§ WHAT YOU NEED TO DO
Write out, word for word, each line from the start of the entries through the one holding "Body asks for one point per instance of the concrete"; omit the pictures.
(PROVIDED RECORDS)
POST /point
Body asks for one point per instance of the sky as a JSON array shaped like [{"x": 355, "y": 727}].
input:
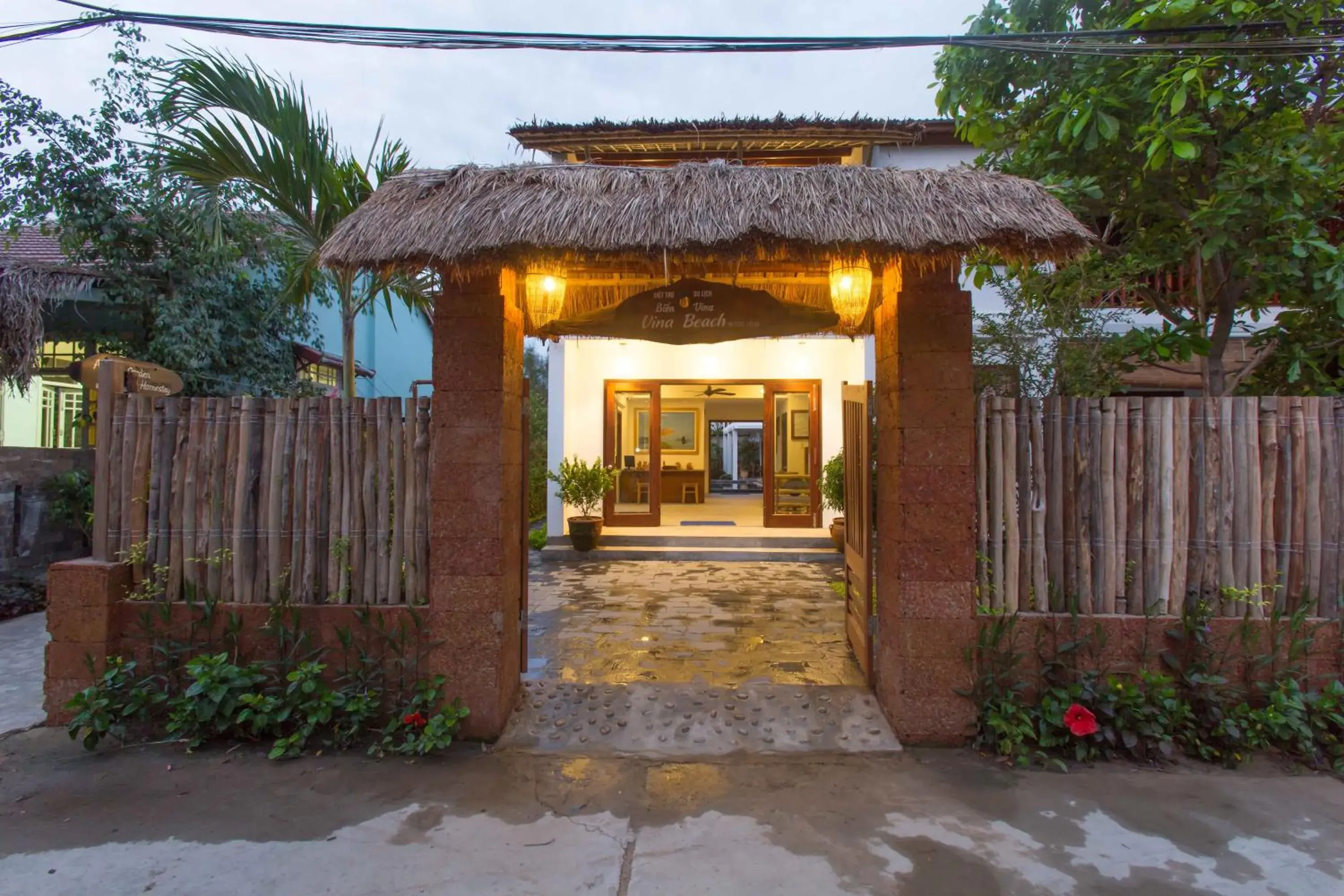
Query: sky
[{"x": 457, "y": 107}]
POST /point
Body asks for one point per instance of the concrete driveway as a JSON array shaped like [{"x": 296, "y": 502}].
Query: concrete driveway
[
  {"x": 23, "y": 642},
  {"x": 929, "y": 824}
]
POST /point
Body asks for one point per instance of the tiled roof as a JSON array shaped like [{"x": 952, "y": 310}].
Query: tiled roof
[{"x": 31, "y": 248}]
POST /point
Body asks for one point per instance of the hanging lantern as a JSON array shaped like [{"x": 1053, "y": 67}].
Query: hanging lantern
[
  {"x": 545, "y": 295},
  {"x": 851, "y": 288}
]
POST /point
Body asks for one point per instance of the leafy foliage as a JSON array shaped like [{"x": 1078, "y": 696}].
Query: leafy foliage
(End PROVIDED RECORDS)
§ RESPONSE TO THE TASK
POST /point
Body asks for one point per instance of the sky as a JSON array shaped like [{"x": 355, "y": 727}].
input:
Query: sky
[{"x": 457, "y": 107}]
POST /point
Body asks for one point per instance of the concrete driveway as a JSON array shaped like [{"x": 296, "y": 502}].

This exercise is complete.